(Records)
****************************************
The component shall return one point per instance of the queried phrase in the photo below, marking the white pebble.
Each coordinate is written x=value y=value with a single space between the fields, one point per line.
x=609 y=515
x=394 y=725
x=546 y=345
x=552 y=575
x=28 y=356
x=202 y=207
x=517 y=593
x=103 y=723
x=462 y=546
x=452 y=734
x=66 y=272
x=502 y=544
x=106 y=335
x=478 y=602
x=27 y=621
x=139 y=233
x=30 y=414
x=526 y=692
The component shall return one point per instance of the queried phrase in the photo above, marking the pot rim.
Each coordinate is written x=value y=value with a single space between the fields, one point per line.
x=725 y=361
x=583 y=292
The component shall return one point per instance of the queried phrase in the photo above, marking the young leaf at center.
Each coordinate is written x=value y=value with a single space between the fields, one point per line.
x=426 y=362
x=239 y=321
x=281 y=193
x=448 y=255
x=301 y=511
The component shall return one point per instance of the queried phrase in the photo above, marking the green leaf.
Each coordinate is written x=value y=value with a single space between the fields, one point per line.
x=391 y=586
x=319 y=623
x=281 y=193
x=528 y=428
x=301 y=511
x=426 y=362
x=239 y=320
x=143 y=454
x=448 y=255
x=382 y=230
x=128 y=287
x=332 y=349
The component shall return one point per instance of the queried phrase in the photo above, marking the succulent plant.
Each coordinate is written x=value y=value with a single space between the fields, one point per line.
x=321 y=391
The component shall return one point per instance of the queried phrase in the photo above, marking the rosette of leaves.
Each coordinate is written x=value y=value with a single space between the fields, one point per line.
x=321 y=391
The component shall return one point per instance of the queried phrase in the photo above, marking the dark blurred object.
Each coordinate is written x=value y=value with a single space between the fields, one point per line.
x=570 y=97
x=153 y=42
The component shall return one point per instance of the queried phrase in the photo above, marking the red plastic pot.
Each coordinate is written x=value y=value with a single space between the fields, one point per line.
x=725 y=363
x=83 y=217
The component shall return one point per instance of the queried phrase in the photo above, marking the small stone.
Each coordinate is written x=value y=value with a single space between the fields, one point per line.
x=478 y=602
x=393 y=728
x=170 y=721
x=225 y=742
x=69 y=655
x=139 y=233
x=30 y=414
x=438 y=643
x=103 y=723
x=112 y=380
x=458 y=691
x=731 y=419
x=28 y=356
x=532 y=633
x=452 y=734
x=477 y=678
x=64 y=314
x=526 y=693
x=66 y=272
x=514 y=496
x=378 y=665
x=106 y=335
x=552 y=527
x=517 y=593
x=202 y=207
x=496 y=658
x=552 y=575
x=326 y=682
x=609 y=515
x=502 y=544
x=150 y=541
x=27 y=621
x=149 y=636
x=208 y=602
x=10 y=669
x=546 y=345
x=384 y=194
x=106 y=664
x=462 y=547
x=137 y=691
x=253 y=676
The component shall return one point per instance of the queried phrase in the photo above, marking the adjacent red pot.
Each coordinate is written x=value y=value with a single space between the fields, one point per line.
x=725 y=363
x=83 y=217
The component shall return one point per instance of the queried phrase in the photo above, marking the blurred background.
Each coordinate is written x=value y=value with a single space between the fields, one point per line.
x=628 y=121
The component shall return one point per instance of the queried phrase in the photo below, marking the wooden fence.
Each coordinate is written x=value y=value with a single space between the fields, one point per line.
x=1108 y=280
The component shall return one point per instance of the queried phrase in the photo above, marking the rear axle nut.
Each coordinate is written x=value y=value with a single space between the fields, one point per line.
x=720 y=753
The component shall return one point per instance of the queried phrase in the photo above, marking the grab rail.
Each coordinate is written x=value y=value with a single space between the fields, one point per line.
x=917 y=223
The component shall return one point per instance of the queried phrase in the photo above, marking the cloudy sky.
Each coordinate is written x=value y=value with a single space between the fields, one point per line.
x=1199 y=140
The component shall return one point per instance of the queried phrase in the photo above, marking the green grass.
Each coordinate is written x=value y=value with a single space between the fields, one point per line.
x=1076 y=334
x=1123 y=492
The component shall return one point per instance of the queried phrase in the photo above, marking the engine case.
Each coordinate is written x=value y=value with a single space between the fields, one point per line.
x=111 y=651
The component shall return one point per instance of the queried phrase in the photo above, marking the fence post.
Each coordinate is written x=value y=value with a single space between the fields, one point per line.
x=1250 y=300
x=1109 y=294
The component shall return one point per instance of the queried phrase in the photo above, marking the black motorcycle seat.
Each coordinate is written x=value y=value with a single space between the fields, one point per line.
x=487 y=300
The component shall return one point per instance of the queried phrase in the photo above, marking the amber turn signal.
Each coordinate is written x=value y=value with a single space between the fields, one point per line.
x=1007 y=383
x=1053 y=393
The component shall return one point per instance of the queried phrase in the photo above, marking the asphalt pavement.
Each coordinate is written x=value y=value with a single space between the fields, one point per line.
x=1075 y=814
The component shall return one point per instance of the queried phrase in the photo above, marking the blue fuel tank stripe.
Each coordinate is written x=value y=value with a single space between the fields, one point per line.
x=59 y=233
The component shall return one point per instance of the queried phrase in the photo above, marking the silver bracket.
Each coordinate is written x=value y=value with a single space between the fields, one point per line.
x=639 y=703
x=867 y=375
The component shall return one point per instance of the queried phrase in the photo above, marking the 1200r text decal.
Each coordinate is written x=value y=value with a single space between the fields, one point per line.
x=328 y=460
****************************************
* [OBJECTIVE] Format all of the data above as a Markdown table with the columns Row and Line, numbering each non-blank line in order and leaving out blank lines.

* [CORRECT RESULT]
| Row | Line |
|---|---|
| 1 | The component shall return one point per instance of the queried phrase in the photo below, marking the white pebble. |
| 2 | Each coordinate is written x=value y=value with a single space between the fields, one point per line. |
| 3 | x=609 y=515 |
| 4 | x=394 y=725 |
| 5 | x=546 y=345 |
| 6 | x=552 y=575 |
| 7 | x=28 y=356 |
| 8 | x=202 y=207 |
| 9 | x=517 y=593 |
| 10 | x=103 y=723 |
| 11 | x=462 y=546 |
| 12 | x=452 y=734 |
| 13 | x=66 y=272 |
| 14 | x=502 y=544 |
| 15 | x=106 y=335 |
| 16 | x=478 y=602 |
| 17 | x=27 y=621 |
| 18 | x=139 y=233 |
| 19 | x=30 y=414 |
| 20 | x=526 y=692 |
| 21 | The component shall return one point per instance of the queried phrase in the photo above, marking the pot rim. |
| 22 | Each coordinate is written x=value y=value with a single space between the fields, one point per line. |
| 23 | x=725 y=361 |
| 24 | x=583 y=292 |
| 25 | The component shall return one point per instance of the queried phrase in the photo above, marking the young leaf at center. |
| 26 | Each coordinate is written x=value y=value with a single space between the fields, one point per line. |
| 27 | x=426 y=362 |
| 28 | x=239 y=321 |
| 29 | x=281 y=193 |
| 30 | x=448 y=255 |
| 31 | x=301 y=511 |
| 32 | The component shall return one point per instance of the queried phrase in the photo above, marking the green leaf. |
| 33 | Each coordinate is written x=value y=value with a single space between the fields, one point per line. |
| 34 | x=391 y=586 |
| 35 | x=319 y=623 |
| 36 | x=281 y=193 |
| 37 | x=528 y=428 |
| 38 | x=301 y=511 |
| 39 | x=426 y=362 |
| 40 | x=239 y=320 |
| 41 | x=143 y=454 |
| 42 | x=448 y=255 |
| 43 | x=382 y=230 |
| 44 | x=128 y=287 |
| 45 | x=332 y=349 |
| 46 | The component shall return one point per instance of the queried phrase in the photo above, marking the succulent plant. |
| 47 | Each coordinate is written x=value y=value with a single space between the fields, one point per line. |
| 48 | x=321 y=391 |
| 49 | The component shall return one point per instance of the queried phrase in the photo above, marking the rosette of leaves. |
| 50 | Each coordinate is written x=value y=value with a single space between the fields, one point per line. |
| 51 | x=321 y=391 |
| 52 | The component shall return one point per instance of the queried phrase in the photo above, marking the dark blurred object. |
| 53 | Each coordinate is written x=value y=value with a single space between the fields, one point per line. |
| 54 | x=570 y=97 |
| 55 | x=153 y=42 |
| 56 | The component shall return one point per instance of the queried phrase in the photo above, marking the red plastic pot. |
| 57 | Each coordinate is written x=value y=value with a single space between the fields, one point per line. |
| 58 | x=725 y=363 |
| 59 | x=83 y=217 |
| 60 | The component shall return one point per instance of the queried phrase in the photo above, marking the small stone. |
| 61 | Each coordinate is written x=value y=value with a single space between the fields, one point per line. |
| 62 | x=478 y=602 |
| 63 | x=393 y=728 |
| 64 | x=170 y=721 |
| 65 | x=225 y=742 |
| 66 | x=69 y=655 |
| 67 | x=139 y=233 |
| 68 | x=30 y=414 |
| 69 | x=438 y=643 |
| 70 | x=103 y=723 |
| 71 | x=112 y=380 |
| 72 | x=458 y=691 |
| 73 | x=731 y=419 |
| 74 | x=28 y=356 |
| 75 | x=532 y=633 |
| 76 | x=452 y=734 |
| 77 | x=477 y=678 |
| 78 | x=64 y=314 |
| 79 | x=526 y=693 |
| 80 | x=66 y=272 |
| 81 | x=514 y=496 |
| 82 | x=378 y=665 |
| 83 | x=106 y=335 |
| 84 | x=552 y=527 |
| 85 | x=517 y=593 |
| 86 | x=202 y=207 |
| 87 | x=496 y=658 |
| 88 | x=552 y=575 |
| 89 | x=326 y=682 |
| 90 | x=609 y=515 |
| 91 | x=502 y=544 |
| 92 | x=150 y=541 |
| 93 | x=27 y=621 |
| 94 | x=149 y=636 |
| 95 | x=208 y=602 |
| 96 | x=10 y=669 |
| 97 | x=546 y=345 |
| 98 | x=384 y=194 |
| 99 | x=106 y=664 |
| 100 | x=462 y=547 |
| 101 | x=137 y=691 |
| 102 | x=253 y=676 |
| 103 | The component shall return one point per instance of the queried phrase in the photo above, marking the adjacent red pot. |
| 104 | Each coordinate is written x=value y=value with a single space between the fields, one point per line. |
| 105 | x=725 y=363 |
| 106 | x=83 y=217 |
| 107 | The component shall return one point per instance of the queried phrase in the photo above, marking the blurred background. |
| 108 | Each coordinate is written x=value y=value with a single space between the fields, one point per line. |
| 109 | x=628 y=121 |
| 110 | The component shall return one point per instance of the queried phrase in the photo below, marking the wooden fence. |
| 111 | Each coordinate is written x=value y=value with a single space between the fields, one point per line. |
| 112 | x=1108 y=280 |
| 113 | The component shall return one point per instance of the queried phrase in the photo above, marking the rear axle nut. |
| 114 | Each coordinate is written x=value y=value with a single space between the fields, one point per line. |
| 115 | x=720 y=753 |
| 116 | The component shall return one point per instance of the queried phrase in the photo above, marking the grab rail. |
| 117 | Each coordinate is written x=value y=value with a single space between the fields, one point per line. |
| 118 | x=917 y=223 |
| 119 | The component shall return one point per instance of the queried phrase in the photo above, marking the cloudy sky. |
| 120 | Each coordinate is written x=value y=value with a single space between the fields, one point per line. |
| 121 | x=1199 y=140 |
| 122 | The component shall return one point per instance of the queried phrase in the photo above, marking the green grass. |
| 123 | Each coordinate is written x=value y=value with a single space between the fields, one point per line. |
| 124 | x=1076 y=334 |
| 125 | x=1123 y=492 |
| 126 | The component shall return one point per instance of the queried phrase in the photo above, marking the engine case. |
| 127 | Each coordinate is written x=value y=value with a single space between the fields, one point per line. |
| 128 | x=111 y=651 |
| 129 | The component shall return one point per instance of the queried phrase in the photo above, marking the fence post. |
| 130 | Each coordinate is written x=value y=value with a single space between the fields, one point per line. |
| 131 | x=1250 y=300 |
| 132 | x=1109 y=294 |
| 133 | The component shall return one point per instance of the queried phrase in the photo above, marking the black motorcycle seat. |
| 134 | Each coordinate is written x=value y=value with a single space between the fields, one point per line. |
| 135 | x=487 y=300 |
| 136 | The component shall return one point per instance of the queried phrase in the photo above, marking the amber turn signal. |
| 137 | Each coordinate is written x=value y=value with a single space between the fields, one point per line. |
| 138 | x=1007 y=383 |
| 139 | x=1053 y=393 |
| 140 | The component shall return one point per instance of the queried phrase in the photo above, marking the asphalt pavement. |
| 141 | Each coordinate is written x=value y=value with a single space between the fields, one point per line. |
| 142 | x=1075 y=814 |
| 143 | The component shall return one point per instance of the queried phrase in the photo above, marking the blue fuel tank stripe. |
| 144 | Each coordinate is written x=value y=value with a single space between the fields, one point per line. |
| 145 | x=59 y=233 |
| 146 | The component shall return one point per instance of the queried phrase in the photo above, marking the silver bracket. |
| 147 | Each coordinate is written x=value y=value with a single space between the fields, one point per line. |
| 148 | x=639 y=703 |
| 149 | x=867 y=375 |
| 150 | The component shall return one point per instance of the queried phrase in the photo above, marking the 1200r text decal. |
| 151 | Each coordinate is written x=value y=value with a single space between the fields, one point per line. |
| 152 | x=328 y=460 |